→ The request:
Arrange these records as a two-column CSV with the columns "request" and "answer", one row per request, putting each request's text and its answer in a single quoted field and replacing line breaks with spaces. Include every record.

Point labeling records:
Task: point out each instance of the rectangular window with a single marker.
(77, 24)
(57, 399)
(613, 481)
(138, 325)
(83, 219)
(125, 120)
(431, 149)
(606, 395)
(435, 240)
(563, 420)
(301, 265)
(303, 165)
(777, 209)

→ Complete response:
request,answer
"Task: point out each instance of the rectangular window with a single marker.","(77, 24) (57, 399) (613, 481) (138, 325) (83, 219) (125, 120) (431, 149) (606, 395) (435, 240) (563, 420) (301, 265) (303, 165) (777, 209)"